■ **Text shown**
========================================================================
Pattern 3: Parameterized Scenarios

Test the same behavior across different scales:

use std::time::Duration;

use anyhow::Result;
use testing_framework_core::scenario::{Deployer, ScenarioBuilder};
use testing_framework_runner_local::LocalDeployer;
use testing_framework_workflows::ScenarioBuilderExt;

async fn test_liveness_with_topology(validators: usize, executors: usize) -> Result<()> {
    let mut scenario = ScenarioBuilder::topology_with(|t| {
        t.network_star()
            .validators(validators)
            .executors(executors)
    })
    .expect_consensus_liveness()
    .with_run_duration(Duration::from_secs(60))
    .build();

    let deployer = LocalDeployer::default();
    let runner = deployer.deploy(&scenario).await?;
    runner.run(&mut scenario).await?;
    Ok(())
}

#[tokio::test]
async fn liveness_small() -> Result<()> {
    test_liveness_with_topology(2, 1).await
}

#[tokio::test]
async fn liveness_medium() -> Result<()> {
    test_liveness_with_topology(5, 2).await
}

#[tokio::test]
async fn liveness_large() -> Result<()> {
    test_liveness_with_topology(10, 3).await
}

What Belongs Where?

Topology

Do include:

• Node counts (.validators(3), .executors(1))
• Network shape (.network_star())
• Role split (validators vs. executors)

Don’t include:

• Traffic rates (workload concern)
========================================================================
■ **Entries taken from a collection**
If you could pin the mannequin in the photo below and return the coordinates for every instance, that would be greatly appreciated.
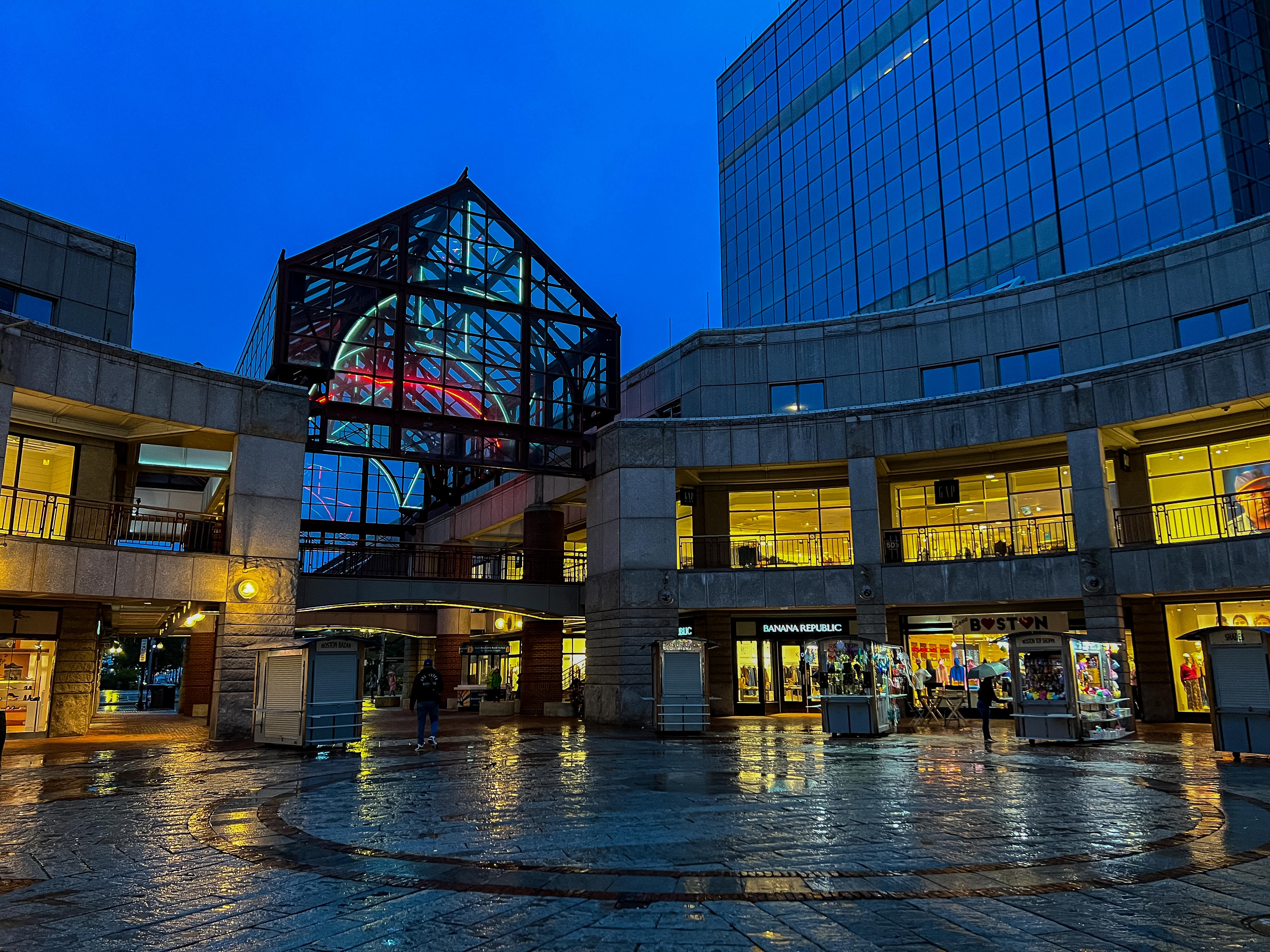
(1189, 672)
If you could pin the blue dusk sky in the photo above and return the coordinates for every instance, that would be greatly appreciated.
(215, 135)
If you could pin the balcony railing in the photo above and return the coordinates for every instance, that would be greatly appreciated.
(411, 560)
(1000, 539)
(64, 518)
(775, 551)
(1194, 520)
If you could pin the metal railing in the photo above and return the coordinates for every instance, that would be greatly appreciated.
(64, 518)
(1000, 539)
(775, 551)
(1194, 520)
(413, 560)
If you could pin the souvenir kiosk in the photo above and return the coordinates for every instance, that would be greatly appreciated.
(861, 687)
(1067, 688)
(681, 695)
(309, 691)
(1238, 668)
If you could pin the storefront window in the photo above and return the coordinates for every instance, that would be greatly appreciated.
(949, 658)
(33, 470)
(769, 688)
(790, 527)
(792, 675)
(1211, 492)
(684, 532)
(1188, 657)
(978, 517)
(575, 662)
(26, 668)
(747, 673)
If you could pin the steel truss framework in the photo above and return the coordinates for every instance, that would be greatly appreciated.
(441, 334)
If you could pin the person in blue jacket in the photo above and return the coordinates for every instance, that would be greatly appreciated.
(426, 699)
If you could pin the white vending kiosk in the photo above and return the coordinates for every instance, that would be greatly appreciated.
(681, 699)
(309, 691)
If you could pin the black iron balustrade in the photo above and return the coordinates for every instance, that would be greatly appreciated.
(63, 518)
(766, 551)
(996, 539)
(413, 560)
(1194, 520)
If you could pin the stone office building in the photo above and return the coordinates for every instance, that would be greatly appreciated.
(1121, 488)
(139, 493)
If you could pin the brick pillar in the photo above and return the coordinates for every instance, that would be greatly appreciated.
(541, 664)
(541, 658)
(544, 542)
(196, 677)
(454, 627)
(73, 696)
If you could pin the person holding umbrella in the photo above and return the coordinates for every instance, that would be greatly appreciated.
(987, 675)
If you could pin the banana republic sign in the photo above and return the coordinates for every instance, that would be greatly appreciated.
(1008, 624)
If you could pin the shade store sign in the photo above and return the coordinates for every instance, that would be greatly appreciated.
(1008, 624)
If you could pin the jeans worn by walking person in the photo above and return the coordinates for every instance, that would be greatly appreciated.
(987, 699)
(426, 710)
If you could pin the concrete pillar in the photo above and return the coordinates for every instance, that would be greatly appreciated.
(865, 525)
(717, 627)
(712, 527)
(263, 499)
(632, 579)
(73, 690)
(1154, 662)
(1095, 534)
(244, 622)
(454, 627)
(1091, 497)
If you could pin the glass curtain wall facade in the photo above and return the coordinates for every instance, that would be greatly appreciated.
(441, 347)
(877, 154)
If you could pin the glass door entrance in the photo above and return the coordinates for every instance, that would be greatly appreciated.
(775, 677)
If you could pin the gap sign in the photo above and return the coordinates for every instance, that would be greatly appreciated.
(1008, 624)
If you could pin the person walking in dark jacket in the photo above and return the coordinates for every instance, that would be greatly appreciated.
(426, 699)
(987, 699)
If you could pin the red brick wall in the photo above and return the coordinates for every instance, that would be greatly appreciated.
(196, 680)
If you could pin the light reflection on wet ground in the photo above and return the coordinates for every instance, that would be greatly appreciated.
(920, 841)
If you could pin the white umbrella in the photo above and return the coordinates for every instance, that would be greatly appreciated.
(988, 669)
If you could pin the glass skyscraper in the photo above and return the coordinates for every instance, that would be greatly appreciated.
(877, 154)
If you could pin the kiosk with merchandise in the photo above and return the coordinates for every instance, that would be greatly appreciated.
(1067, 688)
(1239, 686)
(861, 687)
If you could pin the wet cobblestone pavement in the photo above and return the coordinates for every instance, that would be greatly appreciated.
(538, 835)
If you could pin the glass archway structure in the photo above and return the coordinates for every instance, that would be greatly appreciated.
(441, 334)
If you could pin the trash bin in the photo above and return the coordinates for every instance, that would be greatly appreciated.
(163, 697)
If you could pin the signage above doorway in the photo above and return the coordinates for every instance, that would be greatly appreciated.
(1009, 624)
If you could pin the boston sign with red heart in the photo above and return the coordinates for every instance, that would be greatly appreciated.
(1008, 624)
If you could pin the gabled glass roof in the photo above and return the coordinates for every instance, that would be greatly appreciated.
(443, 333)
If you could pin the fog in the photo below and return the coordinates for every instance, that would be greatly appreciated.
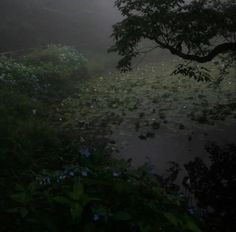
(83, 24)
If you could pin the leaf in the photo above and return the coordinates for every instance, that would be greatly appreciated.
(122, 216)
(62, 200)
(192, 226)
(76, 211)
(77, 191)
(171, 218)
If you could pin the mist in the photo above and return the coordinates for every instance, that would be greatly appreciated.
(117, 115)
(83, 24)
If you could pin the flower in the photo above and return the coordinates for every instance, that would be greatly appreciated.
(96, 217)
(85, 152)
(116, 174)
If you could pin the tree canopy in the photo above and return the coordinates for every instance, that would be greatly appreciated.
(196, 30)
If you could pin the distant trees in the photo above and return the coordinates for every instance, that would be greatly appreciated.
(196, 30)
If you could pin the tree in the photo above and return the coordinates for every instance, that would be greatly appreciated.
(195, 30)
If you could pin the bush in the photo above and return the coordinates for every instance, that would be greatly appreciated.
========================================================================
■ **Problem to solve**
Decide whether each statement agrees with the text on parameterized scenarios, answering yes or no and quoting the words of the text that settle it: (a) the large liveness test uses 10 validators and 3 executors; (b) traffic rates belong in the topology; (c) each scenario runs for 60 seconds.

■ **Result below**
(a) Yes: "test_liveness_with_topology(10, 3).await"
(b) No: "Traffic rates (workload concern)" is listed under what not to include in the topology.
(c) Yes: ".with_run_duration(Duration::from_secs(60))"